## AIM OF THE TASK
An exact transcription of the data below, complete and unaltered, is the expected answer.

++++++++++++++++++++

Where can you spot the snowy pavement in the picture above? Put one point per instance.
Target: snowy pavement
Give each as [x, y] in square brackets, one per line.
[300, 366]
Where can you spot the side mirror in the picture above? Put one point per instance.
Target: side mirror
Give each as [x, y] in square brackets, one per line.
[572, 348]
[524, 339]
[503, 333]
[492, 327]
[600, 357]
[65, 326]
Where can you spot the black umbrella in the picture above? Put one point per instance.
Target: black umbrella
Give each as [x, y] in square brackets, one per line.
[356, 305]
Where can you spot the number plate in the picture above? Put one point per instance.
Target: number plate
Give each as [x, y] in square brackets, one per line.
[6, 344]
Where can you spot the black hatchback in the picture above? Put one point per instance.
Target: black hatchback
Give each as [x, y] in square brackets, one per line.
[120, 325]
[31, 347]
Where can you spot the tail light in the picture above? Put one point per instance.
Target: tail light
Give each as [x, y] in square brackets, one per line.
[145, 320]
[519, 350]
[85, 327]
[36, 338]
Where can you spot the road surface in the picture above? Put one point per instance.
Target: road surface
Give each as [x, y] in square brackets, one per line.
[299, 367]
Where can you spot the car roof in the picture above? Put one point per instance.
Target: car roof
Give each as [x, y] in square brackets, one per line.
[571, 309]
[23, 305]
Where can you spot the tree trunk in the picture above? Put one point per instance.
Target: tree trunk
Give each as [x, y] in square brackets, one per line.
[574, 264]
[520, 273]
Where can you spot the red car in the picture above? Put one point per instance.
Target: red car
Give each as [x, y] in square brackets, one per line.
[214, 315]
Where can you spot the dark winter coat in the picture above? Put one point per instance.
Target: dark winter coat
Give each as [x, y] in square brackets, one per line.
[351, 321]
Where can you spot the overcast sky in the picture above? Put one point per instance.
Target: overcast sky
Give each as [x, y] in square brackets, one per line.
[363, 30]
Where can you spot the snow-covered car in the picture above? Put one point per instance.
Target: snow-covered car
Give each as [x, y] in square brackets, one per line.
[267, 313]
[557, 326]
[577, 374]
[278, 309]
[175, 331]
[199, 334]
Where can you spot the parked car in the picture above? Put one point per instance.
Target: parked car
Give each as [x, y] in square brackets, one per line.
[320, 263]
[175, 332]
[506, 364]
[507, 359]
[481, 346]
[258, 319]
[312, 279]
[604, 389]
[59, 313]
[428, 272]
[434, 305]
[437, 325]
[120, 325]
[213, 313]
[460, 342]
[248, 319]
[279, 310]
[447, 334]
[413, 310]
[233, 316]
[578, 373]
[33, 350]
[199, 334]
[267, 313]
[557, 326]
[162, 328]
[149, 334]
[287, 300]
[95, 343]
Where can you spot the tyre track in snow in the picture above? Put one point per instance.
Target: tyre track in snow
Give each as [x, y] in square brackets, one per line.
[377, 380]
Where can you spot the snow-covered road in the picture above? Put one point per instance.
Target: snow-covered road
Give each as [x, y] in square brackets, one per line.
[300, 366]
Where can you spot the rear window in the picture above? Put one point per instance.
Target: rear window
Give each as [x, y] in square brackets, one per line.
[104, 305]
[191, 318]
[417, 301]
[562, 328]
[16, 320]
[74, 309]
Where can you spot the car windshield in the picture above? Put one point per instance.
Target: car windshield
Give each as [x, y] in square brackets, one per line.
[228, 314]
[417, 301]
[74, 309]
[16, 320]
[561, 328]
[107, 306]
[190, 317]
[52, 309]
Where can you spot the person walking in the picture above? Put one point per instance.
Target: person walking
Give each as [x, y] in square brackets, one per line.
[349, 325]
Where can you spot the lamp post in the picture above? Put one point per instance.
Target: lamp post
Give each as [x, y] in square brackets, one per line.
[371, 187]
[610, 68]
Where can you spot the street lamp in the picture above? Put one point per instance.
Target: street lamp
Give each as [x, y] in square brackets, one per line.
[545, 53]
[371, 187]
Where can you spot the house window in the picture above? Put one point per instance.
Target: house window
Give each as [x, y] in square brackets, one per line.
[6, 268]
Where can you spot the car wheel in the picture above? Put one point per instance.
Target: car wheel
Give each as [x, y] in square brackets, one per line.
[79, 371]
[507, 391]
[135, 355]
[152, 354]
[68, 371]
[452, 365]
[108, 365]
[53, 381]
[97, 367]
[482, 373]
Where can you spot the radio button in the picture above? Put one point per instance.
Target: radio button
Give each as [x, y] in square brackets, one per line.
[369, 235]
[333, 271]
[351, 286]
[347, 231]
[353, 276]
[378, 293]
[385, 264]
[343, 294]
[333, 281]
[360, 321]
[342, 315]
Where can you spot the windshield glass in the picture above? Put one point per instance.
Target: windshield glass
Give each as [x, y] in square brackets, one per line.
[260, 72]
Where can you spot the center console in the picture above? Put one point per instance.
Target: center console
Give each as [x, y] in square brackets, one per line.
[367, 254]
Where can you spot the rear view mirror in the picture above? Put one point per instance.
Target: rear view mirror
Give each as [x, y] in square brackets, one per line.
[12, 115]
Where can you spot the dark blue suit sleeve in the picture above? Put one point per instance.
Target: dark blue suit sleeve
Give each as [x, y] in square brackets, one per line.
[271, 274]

++++++++++++++++++++

## SOLUTION FOR THIS EXERCISE
Where can you spot the snowy pavement in the picture above? Put one point per instance.
Target: snowy pavement
Give each as [x, y] in square brackets, one per line.
[300, 366]
Where can you spot the side mirror in the picture above? Put one point per instance.
Target: side mirror
Give each as [x, y] in square brackets, one per line.
[572, 348]
[524, 339]
[503, 333]
[492, 327]
[600, 357]
[65, 326]
Where can you spot the black umbrella in the picture above? Put one point per instance.
Target: black umbrella
Give each as [x, y] in square brackets, one per line.
[356, 305]
Where can you spot the number plate in the picture above? Put one point per instance.
Target: number plate
Give each as [x, y] in square brackets, one per line.
[6, 344]
Where can you spot the black hatchback in the picture above? Put one point per instance.
Target: black hatchback
Give each as [x, y] in square brackets, one per line.
[120, 325]
[31, 347]
Where can you spot the tail light in the picture above? Put one point per instance.
Target: tail light
Give each as [x, y] in square brackets, one per line.
[145, 320]
[519, 350]
[85, 327]
[36, 338]
Where can you spot the road surface in the picture above? Put one point per instance.
Target: road surface
Give each as [x, y] in square brackets, one per line.
[299, 367]
Where can you spot the car roof in the picture above? Put one point per instance.
Target: car roof
Give each as [x, y] in square brackets, one per line.
[571, 309]
[23, 305]
Where can you spot the tree trunk in the picture above? Put one point per instance.
Target: tree trunk
Give each as [x, y] in square brackets, one per line.
[574, 264]
[520, 273]
Where can you spot the red car in the picture above? Put one point per instance.
Target: red car
Give each as [x, y] in square brackets, one per line.
[214, 315]
Where can you spot the dark winter coat in the picture above? Put one point per instance.
Target: dark winter coat
Give each as [x, y] in square brackets, one per line.
[351, 321]
Where can you spot the overcast sky in the picture above? Put one point per instance.
Target: overcast sky
Give each as [x, y] in square brackets, one per line.
[363, 30]
Where can you spot the snow-covered car in the picture above? Put one point per instance.
Target: snow-covered car
Give each as [x, y] in square brackets, one per line.
[267, 313]
[557, 326]
[577, 374]
[278, 309]
[175, 331]
[199, 334]
Where can you spot the parked car in the picture above? Put one point per instance.
Target: parked car
Give each as [x, y] in square brackets, one per line.
[320, 263]
[175, 332]
[506, 364]
[507, 359]
[481, 346]
[258, 319]
[312, 279]
[604, 389]
[59, 313]
[428, 272]
[434, 305]
[437, 325]
[120, 325]
[213, 313]
[460, 342]
[248, 319]
[279, 310]
[447, 334]
[413, 310]
[233, 316]
[578, 373]
[33, 350]
[199, 334]
[267, 313]
[557, 326]
[162, 328]
[149, 334]
[287, 300]
[95, 343]
Where can you spot the tyre track in snow in the picture above? Put one point per instance.
Target: tyre track in snow
Give each as [x, y] in square brackets, one per line.
[377, 380]
Where can you spot the snow-covered road in the picture above? Put one point per instance.
Target: snow-covered road
Give each as [x, y] in square brackets, one per line.
[300, 366]
Where can you spot the rear window in the picture above? Put one point per instance.
Target: rear window
Give each as [x, y] in square brackets, one per line.
[104, 305]
[191, 318]
[417, 301]
[562, 328]
[16, 320]
[74, 309]
Where can you spot the car windshield in the picture above? Put one point per instance.
Target: car windshield
Give each as [x, y] in square brackets, one per line.
[228, 314]
[417, 301]
[74, 309]
[16, 320]
[561, 328]
[107, 306]
[190, 317]
[52, 309]
Where can you spot the person walking in the picture above? Put one point per instance.
Target: person walking
Give each as [x, y] in square brackets, one per line.
[349, 325]
Where can you spot the lamp post in the picture above? Put one point per instance.
Target: lamp post
Give each as [x, y] in square brackets, one per line.
[371, 187]
[610, 68]
Where can you spot the street lamp in the picture above? Put one point per instance.
Target: street lamp
Give each as [x, y] in square brackets, one per line.
[545, 53]
[371, 187]
Where can you spot the house window in the picture above? Put one point per instance.
Target: house window
Give each as [x, y] in square brackets, one per line.
[6, 268]
Where can you spot the car wheel in the picture above? Put one point per instance.
Target: car wheel
Give each as [x, y] in square brackets, one per line.
[79, 371]
[507, 391]
[135, 355]
[152, 354]
[68, 371]
[452, 365]
[108, 365]
[53, 381]
[97, 367]
[482, 373]
Where can you spot the radio button in the picture above? Put one point per instance.
Target: radio button
Give each as [x, y] in square brackets, one per line.
[369, 235]
[333, 271]
[351, 286]
[347, 231]
[353, 276]
[378, 293]
[385, 264]
[343, 294]
[333, 281]
[360, 321]
[342, 315]
Where can you spot the windshield glass in the picture above? Put one point per instance.
Target: windshield glass
Give each as [x, y] in square brackets, one per line.
[260, 72]
Where can you spot the center console in the picture above? Put one point per instance.
Target: center console
Give each as [x, y] in square brackets, one per line.
[367, 254]
Where can you spot the rear view mirror in the picture above? Put one point per instance.
Target: rear view mirror
Give each as [x, y] in square brackets, one per line.
[12, 115]
Where can you spot the dark blue suit sleeve in the picture above? Put one point per instance.
Target: dark blue suit sleeve
Give each as [x, y] in square brackets, one per line.
[271, 274]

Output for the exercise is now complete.